== DATASET ==
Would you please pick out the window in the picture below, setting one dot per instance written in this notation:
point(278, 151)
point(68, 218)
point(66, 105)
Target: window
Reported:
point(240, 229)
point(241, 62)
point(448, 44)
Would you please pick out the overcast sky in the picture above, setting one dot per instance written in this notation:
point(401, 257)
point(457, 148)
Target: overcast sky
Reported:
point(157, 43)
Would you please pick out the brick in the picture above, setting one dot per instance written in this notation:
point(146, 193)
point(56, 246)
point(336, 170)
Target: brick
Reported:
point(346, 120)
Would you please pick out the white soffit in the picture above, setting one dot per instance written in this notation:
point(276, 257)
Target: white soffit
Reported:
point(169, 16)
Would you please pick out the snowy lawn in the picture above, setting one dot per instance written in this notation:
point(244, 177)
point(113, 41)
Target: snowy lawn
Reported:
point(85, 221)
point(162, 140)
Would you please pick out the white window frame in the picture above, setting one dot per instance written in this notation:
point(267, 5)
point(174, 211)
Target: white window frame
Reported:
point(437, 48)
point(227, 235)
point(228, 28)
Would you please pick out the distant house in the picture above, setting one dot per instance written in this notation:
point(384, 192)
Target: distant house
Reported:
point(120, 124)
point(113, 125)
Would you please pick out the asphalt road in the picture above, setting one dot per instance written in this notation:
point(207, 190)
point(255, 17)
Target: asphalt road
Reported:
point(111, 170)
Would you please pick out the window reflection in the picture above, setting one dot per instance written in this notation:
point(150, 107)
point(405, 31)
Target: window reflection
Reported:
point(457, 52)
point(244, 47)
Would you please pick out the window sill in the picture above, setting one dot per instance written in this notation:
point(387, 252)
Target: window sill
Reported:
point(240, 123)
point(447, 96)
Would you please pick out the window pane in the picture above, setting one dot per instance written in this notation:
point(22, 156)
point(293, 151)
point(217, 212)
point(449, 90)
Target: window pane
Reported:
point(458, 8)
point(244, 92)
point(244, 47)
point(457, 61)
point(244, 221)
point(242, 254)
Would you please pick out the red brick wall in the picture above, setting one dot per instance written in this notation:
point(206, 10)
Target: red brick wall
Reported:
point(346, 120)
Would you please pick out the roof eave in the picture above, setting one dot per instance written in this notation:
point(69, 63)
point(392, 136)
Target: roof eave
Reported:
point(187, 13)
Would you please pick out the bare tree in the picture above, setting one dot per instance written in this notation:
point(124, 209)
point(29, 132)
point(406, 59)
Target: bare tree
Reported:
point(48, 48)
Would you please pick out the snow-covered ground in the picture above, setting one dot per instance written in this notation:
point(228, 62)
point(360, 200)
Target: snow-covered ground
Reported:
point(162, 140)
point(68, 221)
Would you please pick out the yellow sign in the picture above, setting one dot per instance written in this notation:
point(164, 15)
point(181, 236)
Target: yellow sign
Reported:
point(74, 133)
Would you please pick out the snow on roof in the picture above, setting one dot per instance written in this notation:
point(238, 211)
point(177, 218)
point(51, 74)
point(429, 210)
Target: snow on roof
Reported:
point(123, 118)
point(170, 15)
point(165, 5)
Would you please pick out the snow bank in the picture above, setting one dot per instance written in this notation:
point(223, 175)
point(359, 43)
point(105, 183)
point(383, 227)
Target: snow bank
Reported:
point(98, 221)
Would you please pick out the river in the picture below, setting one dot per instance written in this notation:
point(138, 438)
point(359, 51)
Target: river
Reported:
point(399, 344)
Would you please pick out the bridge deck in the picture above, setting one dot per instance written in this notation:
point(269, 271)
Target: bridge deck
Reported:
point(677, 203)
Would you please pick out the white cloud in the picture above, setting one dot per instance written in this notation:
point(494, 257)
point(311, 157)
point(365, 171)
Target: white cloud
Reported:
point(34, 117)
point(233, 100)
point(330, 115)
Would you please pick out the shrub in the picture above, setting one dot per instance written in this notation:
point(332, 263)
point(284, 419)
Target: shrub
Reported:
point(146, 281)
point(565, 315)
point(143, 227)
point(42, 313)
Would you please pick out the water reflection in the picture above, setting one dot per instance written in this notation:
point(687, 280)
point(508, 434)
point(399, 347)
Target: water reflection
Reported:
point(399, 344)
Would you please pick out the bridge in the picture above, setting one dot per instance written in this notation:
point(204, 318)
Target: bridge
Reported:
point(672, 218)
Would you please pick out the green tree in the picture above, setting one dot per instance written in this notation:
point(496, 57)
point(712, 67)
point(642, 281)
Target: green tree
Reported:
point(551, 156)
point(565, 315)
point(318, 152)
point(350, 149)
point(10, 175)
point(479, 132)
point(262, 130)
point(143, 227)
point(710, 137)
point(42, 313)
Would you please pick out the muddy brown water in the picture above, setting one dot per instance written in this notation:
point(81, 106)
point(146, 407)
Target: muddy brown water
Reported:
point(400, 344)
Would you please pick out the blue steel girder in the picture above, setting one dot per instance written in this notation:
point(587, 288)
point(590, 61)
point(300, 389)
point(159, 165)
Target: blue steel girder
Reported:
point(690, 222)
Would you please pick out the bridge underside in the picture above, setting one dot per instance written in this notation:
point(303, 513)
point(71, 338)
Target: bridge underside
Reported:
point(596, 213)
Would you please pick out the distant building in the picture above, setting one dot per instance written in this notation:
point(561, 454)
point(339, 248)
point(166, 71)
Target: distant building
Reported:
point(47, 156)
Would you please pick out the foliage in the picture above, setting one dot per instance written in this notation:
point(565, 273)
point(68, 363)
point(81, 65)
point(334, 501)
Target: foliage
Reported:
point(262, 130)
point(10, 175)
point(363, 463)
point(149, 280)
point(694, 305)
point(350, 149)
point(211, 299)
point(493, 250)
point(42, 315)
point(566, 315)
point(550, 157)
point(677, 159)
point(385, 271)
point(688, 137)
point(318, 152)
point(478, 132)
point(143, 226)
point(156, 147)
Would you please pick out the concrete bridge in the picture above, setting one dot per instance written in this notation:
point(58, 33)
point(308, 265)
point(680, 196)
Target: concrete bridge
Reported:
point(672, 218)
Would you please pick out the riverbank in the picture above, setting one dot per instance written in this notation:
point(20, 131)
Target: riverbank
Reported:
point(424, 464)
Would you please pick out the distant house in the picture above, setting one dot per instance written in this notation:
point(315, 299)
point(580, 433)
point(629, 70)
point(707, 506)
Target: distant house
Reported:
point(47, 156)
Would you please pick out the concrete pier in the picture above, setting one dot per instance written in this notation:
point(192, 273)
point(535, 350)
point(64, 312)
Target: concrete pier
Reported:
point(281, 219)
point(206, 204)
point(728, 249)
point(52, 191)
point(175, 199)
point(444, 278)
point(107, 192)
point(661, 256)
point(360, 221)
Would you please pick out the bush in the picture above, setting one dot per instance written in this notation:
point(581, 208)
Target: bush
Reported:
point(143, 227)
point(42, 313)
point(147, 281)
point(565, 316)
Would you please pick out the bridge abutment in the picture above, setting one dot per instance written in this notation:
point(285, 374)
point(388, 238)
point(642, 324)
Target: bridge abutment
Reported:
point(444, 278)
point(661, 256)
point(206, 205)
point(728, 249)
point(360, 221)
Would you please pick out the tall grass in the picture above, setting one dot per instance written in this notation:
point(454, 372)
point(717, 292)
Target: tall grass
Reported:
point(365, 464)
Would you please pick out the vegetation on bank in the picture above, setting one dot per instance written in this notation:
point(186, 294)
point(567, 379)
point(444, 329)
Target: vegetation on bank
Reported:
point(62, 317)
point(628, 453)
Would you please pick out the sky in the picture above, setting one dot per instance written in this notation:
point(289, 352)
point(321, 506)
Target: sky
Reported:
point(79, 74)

== EXERCISE ==
Convert the whole listing above into a Markdown table with two columns, Number and Line, where each non-blank line gets its own row and sequential number, and blank lines are omitted.

== FINISHED ANSWER ==
| Number | Line |
|---|---|
| 1 | Would you please pick out the window in the picture below, setting one dot per instance written in this notation: |
| 2 | point(278, 151) |
| 3 | point(68, 218) |
| 4 | point(66, 105) |
| 5 | Target: window |
| 6 | Reported: |
| 7 | point(240, 229) |
| 8 | point(241, 62) |
| 9 | point(448, 44) |
| 10 | Would you please pick out the overcast sky in the picture above, setting one dot per instance written in this notation: |
| 11 | point(401, 257) |
| 12 | point(457, 148) |
| 13 | Target: overcast sky |
| 14 | Reported: |
| 15 | point(157, 43) |
| 16 | Would you please pick out the brick in the picture above, setting one dot per instance written in this notation: |
| 17 | point(146, 193) |
| 18 | point(56, 246) |
| 19 | point(336, 170) |
| 20 | Target: brick |
| 21 | Reported: |
| 22 | point(346, 120) |
| 23 | Would you please pick out the white soffit in the picture above, setting one dot per instance written in this notation: |
| 24 | point(276, 257) |
| 25 | Target: white soffit |
| 26 | Reported: |
| 27 | point(169, 16) |
| 28 | Would you please pick out the snowy lawn in the picture above, setting one dot per instance written in this notation: |
| 29 | point(244, 177) |
| 30 | point(113, 41) |
| 31 | Target: snowy lawn |
| 32 | Reported: |
| 33 | point(85, 221) |
| 34 | point(162, 140) |
| 35 | Would you please pick out the white window frame in the picture above, setting one dot per instance written in this notation: |
| 36 | point(267, 5) |
| 37 | point(174, 211) |
| 38 | Target: white window frame |
| 39 | Reported: |
| 40 | point(437, 48) |
| 41 | point(227, 235) |
| 42 | point(228, 28) |
| 43 | Would you please pick out the distant house in the picture above, setting one dot per instance written in this notation: |
| 44 | point(384, 192) |
| 45 | Target: distant house |
| 46 | Reported: |
| 47 | point(120, 124) |
| 48 | point(113, 125) |
| 49 | Would you please pick out the asphalt road in the picture above, setting one dot per instance written in this notation: |
| 50 | point(207, 190) |
| 51 | point(255, 17) |
| 52 | Target: asphalt road |
| 53 | Reported: |
| 54 | point(111, 170) |
| 55 | Would you please pick out the window reflection in the picture above, setting one dot per instance written in this notation: |
| 56 | point(150, 107) |
| 57 | point(405, 31) |
| 58 | Target: window reflection |
| 59 | Reported: |
| 60 | point(457, 52) |
| 61 | point(244, 47) |
| 62 | Would you please pick out the window sill in the picture above, setting one dot per instance written in this notation: |
| 63 | point(387, 252) |
| 64 | Target: window sill |
| 65 | Reported: |
| 66 | point(240, 123) |
| 67 | point(447, 96) |
| 68 | Would you please pick out the window pane in the picture above, setting one dot per instance written in this notation: |
| 69 | point(22, 156) |
| 70 | point(293, 151) |
| 71 | point(217, 212) |
| 72 | point(449, 90) |
| 73 | Target: window pane |
| 74 | Reported: |
| 75 | point(458, 8) |
| 76 | point(244, 92) |
| 77 | point(244, 47) |
| 78 | point(457, 61) |
| 79 | point(244, 221) |
| 80 | point(242, 254) |
| 81 | Would you please pick out the red brick wall in the picture above, setting one dot per instance written in this notation: |
| 82 | point(206, 10) |
| 83 | Target: red brick wall |
| 84 | Reported: |
| 85 | point(346, 120) |
| 86 | Would you please pick out the roof eave in the picture above, setting one dot per instance written in this notation: |
| 87 | point(69, 63) |
| 88 | point(392, 136) |
| 89 | Target: roof eave |
| 90 | Reported: |
| 91 | point(187, 13) |
| 92 | Would you please pick out the bare tree in the picture above, setting one dot per instance written in this notation: |
| 93 | point(124, 209) |
| 94 | point(29, 132) |
| 95 | point(406, 59) |
| 96 | Target: bare tree |
| 97 | Reported: |
| 98 | point(48, 48) |
| 99 | Would you please pick out the snow-covered ground in the picture above, setting one dot per instance written in this notation: |
| 100 | point(228, 62) |
| 101 | point(360, 200) |
| 102 | Target: snow-covered ground |
| 103 | Reported: |
| 104 | point(162, 140) |
| 105 | point(68, 221) |
| 106 | Would you please pick out the yellow sign in the picture above, setting one dot per instance written in this notation: |
| 107 | point(164, 15) |
| 108 | point(181, 236) |
| 109 | Target: yellow sign |
| 110 | Reported: |
| 111 | point(74, 133) |
| 112 | Would you please pick out the snow on roof in the picture above, setting one dot per instance written in this notation: |
| 113 | point(238, 211) |
| 114 | point(177, 218) |
| 115 | point(51, 74) |
| 116 | point(429, 210) |
| 117 | Target: snow on roof |
| 118 | Reported: |
| 119 | point(123, 118) |
| 120 | point(170, 15) |
| 121 | point(165, 5) |
| 122 | Would you please pick out the snow bank in the picture above, setting one dot per instance written in this notation: |
| 123 | point(223, 175) |
| 124 | point(359, 43) |
| 125 | point(105, 183) |
| 126 | point(383, 227) |
| 127 | Target: snow bank |
| 128 | Reported: |
| 129 | point(98, 221) |
| 130 | Would you please pick out the river in the picture below, setting one dot per instance written in this notation: |
| 131 | point(138, 438) |
| 132 | point(359, 51) |
| 133 | Target: river |
| 134 | Reported: |
| 135 | point(399, 344) |
| 136 | Would you please pick out the bridge deck in the picture above, setting one dot per instance written in this notation: |
| 137 | point(269, 271) |
| 138 | Target: bridge deck |
| 139 | Reported: |
| 140 | point(677, 203) |
| 141 | Would you please pick out the white cloud in the picture above, setting one dot per instance written in this notation: |
| 142 | point(494, 257) |
| 143 | point(311, 157) |
| 144 | point(365, 171) |
| 145 | Target: white cloud |
| 146 | Reported: |
| 147 | point(34, 117) |
| 148 | point(233, 100) |
| 149 | point(330, 115) |
| 150 | Would you please pick out the shrub in the picture above, setting one dot per instance written in this notation: |
| 151 | point(332, 263) |
| 152 | point(284, 419) |
| 153 | Target: shrub |
| 154 | Reported: |
| 155 | point(146, 281) |
| 156 | point(565, 315) |
| 157 | point(143, 227) |
| 158 | point(42, 313) |
| 159 | Would you please pick out the water reflection in the picture above, setting one dot per instance written in this notation: |
| 160 | point(687, 280) |
| 161 | point(508, 434) |
| 162 | point(399, 347) |
| 163 | Target: water reflection |
| 164 | Reported: |
| 165 | point(399, 344) |
| 166 | Would you please pick out the bridge in the picture above, setting one dot per instance written in this notation: |
| 167 | point(204, 318) |
| 168 | Target: bridge |
| 169 | Reported: |
| 170 | point(672, 218) |
| 171 | Would you please pick out the green tree in the picture above, setting one dot per instance written in this notation: |
| 172 | point(496, 57) |
| 173 | point(712, 67) |
| 174 | point(642, 281) |
| 175 | Target: green tree |
| 176 | Reported: |
| 177 | point(551, 156) |
| 178 | point(565, 315) |
| 179 | point(318, 152) |
| 180 | point(350, 149) |
| 181 | point(10, 175) |
| 182 | point(479, 132) |
| 183 | point(262, 130) |
| 184 | point(143, 227) |
| 185 | point(710, 137) |
| 186 | point(42, 313) |
| 187 | Would you please pick out the muddy brown water in the picture above, setting one dot per instance written in this notation: |
| 188 | point(81, 106) |
| 189 | point(146, 407) |
| 190 | Target: muddy brown water |
| 191 | Reported: |
| 192 | point(400, 344) |
| 193 | Would you please pick out the blue steel girder in the picture above, setting one dot per instance written in this notation: |
| 194 | point(587, 288) |
| 195 | point(590, 61) |
| 196 | point(300, 389) |
| 197 | point(159, 165) |
| 198 | Target: blue steel girder |
| 199 | Reported: |
| 200 | point(690, 222) |
| 201 | Would you please pick out the bridge underside in the picture above, setting one dot per instance written in this notation: |
| 202 | point(303, 513) |
| 203 | point(71, 338) |
| 204 | Target: bridge underside |
| 205 | Reported: |
| 206 | point(596, 213) |
| 207 | Would you please pick out the distant building in the picture above, setting one dot per instance written in this notation: |
| 208 | point(561, 454) |
| 209 | point(339, 248) |
| 210 | point(166, 71) |
| 211 | Target: distant building |
| 212 | Reported: |
| 213 | point(47, 156) |
| 214 | Would you please pick out the foliage in the picture above, setting one dot per instance written in this notation: |
| 215 | point(565, 273) |
| 216 | point(68, 363) |
| 217 | point(81, 65) |
| 218 | point(334, 501) |
| 219 | Target: foliage |
| 220 | Reported: |
| 221 | point(262, 130) |
| 222 | point(10, 175) |
| 223 | point(363, 463) |
| 224 | point(149, 280) |
| 225 | point(694, 305) |
| 226 | point(350, 149) |
| 227 | point(211, 299) |
| 228 | point(493, 250) |
| 229 | point(42, 315) |
| 230 | point(566, 315) |
| 231 | point(550, 157) |
| 232 | point(677, 159) |
| 233 | point(385, 271) |
| 234 | point(688, 137) |
| 235 | point(318, 152) |
| 236 | point(478, 132) |
| 237 | point(143, 226) |
| 238 | point(156, 147) |
| 239 | Would you please pick out the concrete bridge in the picture above, setting one dot per instance written in this notation: |
| 240 | point(58, 33) |
| 241 | point(308, 265) |
| 242 | point(680, 196) |
| 243 | Target: concrete bridge |
| 244 | Reported: |
| 245 | point(672, 218) |
| 246 | Would you please pick out the riverbank in the picture above, setting one dot per instance written in this notation: |
| 247 | point(20, 131) |
| 248 | Target: riverbank |
| 249 | Reported: |
| 250 | point(424, 464) |
| 251 | Would you please pick out the distant house in the picture above, setting one dot per instance written in this notation: |
| 252 | point(315, 299) |
| 253 | point(580, 433) |
| 254 | point(629, 70) |
| 255 | point(707, 506) |
| 256 | Target: distant house |
| 257 | Reported: |
| 258 | point(47, 156) |
| 259 | Would you please pick out the concrete pier in the picture above, setting one dot per instance written in this notation: |
| 260 | point(192, 273) |
| 261 | point(535, 350) |
| 262 | point(64, 312) |
| 263 | Target: concrete pier |
| 264 | Reported: |
| 265 | point(281, 219) |
| 266 | point(206, 204) |
| 267 | point(728, 249) |
| 268 | point(52, 191) |
| 269 | point(175, 199) |
| 270 | point(444, 278) |
| 271 | point(107, 192) |
| 272 | point(661, 256) |
| 273 | point(360, 221) |
| 274 | Would you please pick out the bush in the picture above, setting one dot per instance written in this notation: |
| 275 | point(581, 208) |
| 276 | Target: bush |
| 277 | Reported: |
| 278 | point(143, 227) |
| 279 | point(42, 313) |
| 280 | point(147, 281) |
| 281 | point(565, 316) |
| 282 | Would you please pick out the bridge abutment in the picture above, setting one dot per instance written in this notation: |
| 283 | point(285, 374) |
| 284 | point(388, 238) |
| 285 | point(642, 324) |
| 286 | Target: bridge abutment |
| 287 | Reported: |
| 288 | point(444, 278) |
| 289 | point(661, 256) |
| 290 | point(206, 205) |
| 291 | point(728, 249) |
| 292 | point(360, 221) |
| 293 | Would you please pick out the tall grass in the picture above, setting one dot per instance written in this notation: |
| 294 | point(454, 372) |
| 295 | point(717, 292) |
| 296 | Target: tall grass |
| 297 | Reported: |
| 298 | point(365, 464) |
| 299 | Would you please pick out the vegetation on bank in the picture above, setting one dot per instance written in this notation: |
| 300 | point(186, 294) |
| 301 | point(567, 379) |
| 302 | point(444, 329) |
| 303 | Target: vegetation on bank |
| 304 | Reported: |
| 305 | point(62, 317) |
| 306 | point(628, 453) |
| 307 | Would you please pick out the sky in the picture above, setting one dot per instance written in this notation: |
| 308 | point(289, 352) |
| 309 | point(321, 506) |
| 310 | Target: sky |
| 311 | Reported: |
| 312 | point(79, 74) |